Your goal:
Records follow. Select each line holding "nose".

Stored data:
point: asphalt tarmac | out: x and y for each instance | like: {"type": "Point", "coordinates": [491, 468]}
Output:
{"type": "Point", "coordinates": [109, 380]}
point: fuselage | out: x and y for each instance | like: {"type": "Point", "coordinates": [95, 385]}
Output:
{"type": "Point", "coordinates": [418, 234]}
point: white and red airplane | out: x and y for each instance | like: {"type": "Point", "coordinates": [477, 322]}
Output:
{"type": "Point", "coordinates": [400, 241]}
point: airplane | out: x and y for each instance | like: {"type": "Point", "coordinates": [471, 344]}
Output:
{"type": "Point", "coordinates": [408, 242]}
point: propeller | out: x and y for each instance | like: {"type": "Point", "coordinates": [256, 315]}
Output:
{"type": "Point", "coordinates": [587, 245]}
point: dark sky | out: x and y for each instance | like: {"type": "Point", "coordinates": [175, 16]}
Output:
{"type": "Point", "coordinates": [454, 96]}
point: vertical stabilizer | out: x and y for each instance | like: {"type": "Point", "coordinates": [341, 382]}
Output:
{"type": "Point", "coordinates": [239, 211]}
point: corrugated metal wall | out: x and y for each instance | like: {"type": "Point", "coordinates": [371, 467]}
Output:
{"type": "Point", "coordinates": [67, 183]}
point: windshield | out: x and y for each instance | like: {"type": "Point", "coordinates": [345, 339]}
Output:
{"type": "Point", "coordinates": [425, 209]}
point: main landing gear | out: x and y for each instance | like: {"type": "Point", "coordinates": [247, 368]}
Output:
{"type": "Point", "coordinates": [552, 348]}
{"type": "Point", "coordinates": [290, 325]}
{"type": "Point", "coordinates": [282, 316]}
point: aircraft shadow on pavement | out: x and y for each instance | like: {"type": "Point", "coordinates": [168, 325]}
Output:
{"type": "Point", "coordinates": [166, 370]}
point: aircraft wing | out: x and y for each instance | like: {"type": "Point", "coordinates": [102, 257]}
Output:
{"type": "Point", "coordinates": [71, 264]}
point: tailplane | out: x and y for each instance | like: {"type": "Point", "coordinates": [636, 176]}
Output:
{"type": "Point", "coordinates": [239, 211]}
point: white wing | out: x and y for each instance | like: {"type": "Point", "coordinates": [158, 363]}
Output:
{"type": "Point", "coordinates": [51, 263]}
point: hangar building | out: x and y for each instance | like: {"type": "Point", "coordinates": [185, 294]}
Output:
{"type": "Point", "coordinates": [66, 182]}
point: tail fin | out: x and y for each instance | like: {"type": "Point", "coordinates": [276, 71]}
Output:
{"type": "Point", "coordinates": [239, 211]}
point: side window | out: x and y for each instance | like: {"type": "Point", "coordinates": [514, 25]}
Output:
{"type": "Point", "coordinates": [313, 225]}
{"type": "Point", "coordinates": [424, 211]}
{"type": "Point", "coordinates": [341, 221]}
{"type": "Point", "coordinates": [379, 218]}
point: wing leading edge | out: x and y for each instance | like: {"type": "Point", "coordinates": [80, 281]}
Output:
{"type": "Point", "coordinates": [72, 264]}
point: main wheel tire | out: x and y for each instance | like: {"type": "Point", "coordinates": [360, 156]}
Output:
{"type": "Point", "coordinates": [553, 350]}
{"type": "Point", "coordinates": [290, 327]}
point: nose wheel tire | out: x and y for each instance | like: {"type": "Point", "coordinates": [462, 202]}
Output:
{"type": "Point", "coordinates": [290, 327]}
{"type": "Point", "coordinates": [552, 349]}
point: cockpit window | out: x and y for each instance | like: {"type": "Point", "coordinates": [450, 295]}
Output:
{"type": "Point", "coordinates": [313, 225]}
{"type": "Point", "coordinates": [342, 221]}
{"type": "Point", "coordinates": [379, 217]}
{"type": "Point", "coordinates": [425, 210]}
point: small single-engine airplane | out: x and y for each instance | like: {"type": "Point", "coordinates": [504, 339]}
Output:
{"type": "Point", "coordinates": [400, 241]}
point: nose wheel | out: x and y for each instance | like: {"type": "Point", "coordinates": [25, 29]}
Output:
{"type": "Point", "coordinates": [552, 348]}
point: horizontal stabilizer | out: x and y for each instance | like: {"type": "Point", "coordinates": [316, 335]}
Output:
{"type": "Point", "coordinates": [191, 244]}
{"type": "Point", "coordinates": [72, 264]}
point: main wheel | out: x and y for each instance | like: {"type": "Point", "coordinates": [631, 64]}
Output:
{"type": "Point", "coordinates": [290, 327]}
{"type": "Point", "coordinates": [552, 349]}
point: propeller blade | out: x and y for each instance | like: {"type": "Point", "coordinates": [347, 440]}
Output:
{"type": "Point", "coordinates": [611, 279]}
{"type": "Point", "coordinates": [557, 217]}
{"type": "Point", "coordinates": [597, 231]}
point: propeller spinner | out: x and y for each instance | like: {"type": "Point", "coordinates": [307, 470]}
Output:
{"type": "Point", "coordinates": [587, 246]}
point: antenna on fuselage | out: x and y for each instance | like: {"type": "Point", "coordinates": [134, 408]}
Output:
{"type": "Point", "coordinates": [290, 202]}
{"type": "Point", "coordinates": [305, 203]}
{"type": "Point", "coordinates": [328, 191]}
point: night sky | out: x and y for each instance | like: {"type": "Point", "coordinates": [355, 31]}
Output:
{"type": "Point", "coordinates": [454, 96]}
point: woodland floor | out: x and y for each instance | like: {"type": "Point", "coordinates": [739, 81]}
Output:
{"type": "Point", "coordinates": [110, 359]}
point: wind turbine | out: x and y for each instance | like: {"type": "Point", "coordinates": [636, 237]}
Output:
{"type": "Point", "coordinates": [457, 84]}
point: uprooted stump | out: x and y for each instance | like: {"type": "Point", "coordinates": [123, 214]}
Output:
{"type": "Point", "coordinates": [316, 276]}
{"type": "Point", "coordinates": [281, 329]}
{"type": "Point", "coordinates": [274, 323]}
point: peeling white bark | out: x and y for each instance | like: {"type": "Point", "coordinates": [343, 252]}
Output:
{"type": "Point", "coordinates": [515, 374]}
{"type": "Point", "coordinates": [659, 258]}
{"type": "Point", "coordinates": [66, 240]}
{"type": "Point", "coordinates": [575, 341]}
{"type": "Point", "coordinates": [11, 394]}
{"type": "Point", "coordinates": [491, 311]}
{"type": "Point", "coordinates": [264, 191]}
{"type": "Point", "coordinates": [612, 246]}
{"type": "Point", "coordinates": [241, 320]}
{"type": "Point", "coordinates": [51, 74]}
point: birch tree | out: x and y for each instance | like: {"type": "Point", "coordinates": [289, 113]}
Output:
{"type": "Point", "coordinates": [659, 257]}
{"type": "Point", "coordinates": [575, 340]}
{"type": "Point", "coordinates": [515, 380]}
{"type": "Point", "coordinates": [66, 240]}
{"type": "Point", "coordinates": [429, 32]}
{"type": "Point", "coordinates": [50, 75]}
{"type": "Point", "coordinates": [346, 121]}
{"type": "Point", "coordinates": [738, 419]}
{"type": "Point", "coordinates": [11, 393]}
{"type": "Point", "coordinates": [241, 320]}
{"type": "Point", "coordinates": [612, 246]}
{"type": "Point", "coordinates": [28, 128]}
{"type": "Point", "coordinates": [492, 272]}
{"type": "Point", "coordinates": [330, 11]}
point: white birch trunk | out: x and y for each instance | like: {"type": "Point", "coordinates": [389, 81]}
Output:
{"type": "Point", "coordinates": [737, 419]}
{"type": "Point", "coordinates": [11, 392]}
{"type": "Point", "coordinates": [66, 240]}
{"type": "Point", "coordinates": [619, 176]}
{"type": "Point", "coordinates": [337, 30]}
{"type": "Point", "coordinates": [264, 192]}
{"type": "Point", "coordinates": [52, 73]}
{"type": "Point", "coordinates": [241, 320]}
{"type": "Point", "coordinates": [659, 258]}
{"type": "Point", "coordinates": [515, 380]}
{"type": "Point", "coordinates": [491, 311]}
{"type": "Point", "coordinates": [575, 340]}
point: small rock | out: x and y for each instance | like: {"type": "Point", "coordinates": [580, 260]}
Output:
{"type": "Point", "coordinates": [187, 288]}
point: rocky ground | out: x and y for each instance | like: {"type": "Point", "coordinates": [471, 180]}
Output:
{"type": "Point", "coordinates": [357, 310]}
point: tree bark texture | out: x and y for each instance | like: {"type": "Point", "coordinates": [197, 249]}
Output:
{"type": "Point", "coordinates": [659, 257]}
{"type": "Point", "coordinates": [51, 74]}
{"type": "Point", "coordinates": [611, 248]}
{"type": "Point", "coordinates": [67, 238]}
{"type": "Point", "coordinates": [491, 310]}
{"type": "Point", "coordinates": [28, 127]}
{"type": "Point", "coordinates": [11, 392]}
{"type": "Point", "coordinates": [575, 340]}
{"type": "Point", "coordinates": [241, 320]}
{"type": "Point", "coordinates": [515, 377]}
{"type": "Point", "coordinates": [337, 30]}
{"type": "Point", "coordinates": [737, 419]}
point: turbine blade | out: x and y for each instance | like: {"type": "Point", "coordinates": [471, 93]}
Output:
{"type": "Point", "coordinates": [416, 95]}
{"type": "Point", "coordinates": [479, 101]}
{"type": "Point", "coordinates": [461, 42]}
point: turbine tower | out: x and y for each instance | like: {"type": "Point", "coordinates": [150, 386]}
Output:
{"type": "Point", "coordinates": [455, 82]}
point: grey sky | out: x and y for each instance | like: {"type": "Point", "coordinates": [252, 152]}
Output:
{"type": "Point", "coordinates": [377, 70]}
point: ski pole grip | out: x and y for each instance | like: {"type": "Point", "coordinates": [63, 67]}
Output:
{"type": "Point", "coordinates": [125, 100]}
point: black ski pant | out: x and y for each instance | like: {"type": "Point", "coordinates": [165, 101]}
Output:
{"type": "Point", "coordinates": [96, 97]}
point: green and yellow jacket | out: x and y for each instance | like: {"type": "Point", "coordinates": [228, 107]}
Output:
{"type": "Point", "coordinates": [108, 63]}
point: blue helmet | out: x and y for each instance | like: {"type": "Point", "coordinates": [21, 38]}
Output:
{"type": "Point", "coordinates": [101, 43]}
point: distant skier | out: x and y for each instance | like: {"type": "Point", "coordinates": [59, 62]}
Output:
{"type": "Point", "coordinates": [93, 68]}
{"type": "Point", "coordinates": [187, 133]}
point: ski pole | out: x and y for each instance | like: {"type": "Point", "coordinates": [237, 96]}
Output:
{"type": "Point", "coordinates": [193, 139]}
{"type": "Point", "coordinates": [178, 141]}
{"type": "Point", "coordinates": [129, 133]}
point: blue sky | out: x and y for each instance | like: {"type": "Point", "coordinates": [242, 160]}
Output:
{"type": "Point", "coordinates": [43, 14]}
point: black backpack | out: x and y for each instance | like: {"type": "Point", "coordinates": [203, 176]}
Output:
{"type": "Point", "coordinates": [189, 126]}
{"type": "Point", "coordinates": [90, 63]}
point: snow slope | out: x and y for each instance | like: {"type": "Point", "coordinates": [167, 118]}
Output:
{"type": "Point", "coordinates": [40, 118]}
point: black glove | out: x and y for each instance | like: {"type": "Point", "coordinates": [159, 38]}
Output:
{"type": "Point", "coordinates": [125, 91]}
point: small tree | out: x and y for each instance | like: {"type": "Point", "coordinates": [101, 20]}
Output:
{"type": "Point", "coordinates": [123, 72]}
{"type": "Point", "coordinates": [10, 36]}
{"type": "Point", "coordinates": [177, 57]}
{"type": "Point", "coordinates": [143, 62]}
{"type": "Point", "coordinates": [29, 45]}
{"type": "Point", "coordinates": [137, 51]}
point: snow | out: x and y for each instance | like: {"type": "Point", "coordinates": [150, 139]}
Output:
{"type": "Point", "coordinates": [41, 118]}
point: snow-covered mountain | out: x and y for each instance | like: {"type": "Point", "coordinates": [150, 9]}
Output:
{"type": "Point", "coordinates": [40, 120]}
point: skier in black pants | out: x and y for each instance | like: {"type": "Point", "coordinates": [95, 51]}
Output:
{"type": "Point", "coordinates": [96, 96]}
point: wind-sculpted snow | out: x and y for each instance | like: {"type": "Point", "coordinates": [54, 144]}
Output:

Result below:
point: nose wheel tire | out: x and y for each instance | like: {"type": "Point", "coordinates": [462, 202]}
point: nose wheel | out: x and y for each instance | like: {"type": "Point", "coordinates": [25, 29]}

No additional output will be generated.